RIED. Heute, am Montag dem 4. September 2023, feiert „Wiggerl“ seinen 50. Geburtstag. Ein Grund für die BezirksRundschau, den Rieder „Fußballgott“ in seinem Wohnzimmer, der Innviertel-Arena, zum Interview zu treffen. Das komplette Gespräch können Sie im Podcast "Talk & Songs" nachhören. 

Alles Gute zum 50. Geburtstag! Wie geht es dem Jahrhundertfußballer heute?
Herwig Drechsel: Ich habe aktuell gesundheitliche Probleme, möchte aber nicht näher darauf eingehen. Ansonsten ist soweit alles in Ordnung, auch wenn ich jetzt ein halbes Jahrhundert auf dem Buckel habe (lacht).

Blicken wir auf Ihre Karriere zurück. Wann und wie sind Sie zum Fußball gekommen?

Ich bin ja ein Linzer und dort, beim LASK, hat mit acht Jahren auch alles begonnen. Mein Vater war selbst Fußballer und ich war immer bei seinen Spielen dabei. Mit 14 Jahren kam ich in die Akademie von Voest Linz, später dort in die U21 und bekam meinen ersten Profivertrag. Da war ich bereits 20 Jahre alt, also eigentlich ziemlich spät.

Dann kam der Anruf von Klaus Roitinger…
Ja, und ich ging im Winter der Saison 1994/95 zur SV Ried. Klaus sagte, er beobachte mich schon länger und er sei sich sicher, dass ich in Ried spielen werde. Ein halbes Jahr später sind wir gegen meinen Ex-Verein in zwei Relegationsspielen in die Bundesliga aufgestiegen.

▶ Aufgabe A: Schreib die Einträge, die auf diese Aufgabe folgen, Zeile für Zeile unverändert ab.

▶ Die Daten:
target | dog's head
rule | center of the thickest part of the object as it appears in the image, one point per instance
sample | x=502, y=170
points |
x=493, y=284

▶ Aufgabe B: Bei welchem Verein und in welchem Alter hat Herwig Drechsel laut dem Interview mit dem Fußball begonnen?

▶ Antwort A:
target | dog's head
rule | center of the thickest part of the object as it appears in the image, one point per instance
sample | x=502, y=170
points |
x=493, y=284

▶ Antwort B: Beim LASK in Linz, mit acht Jahren.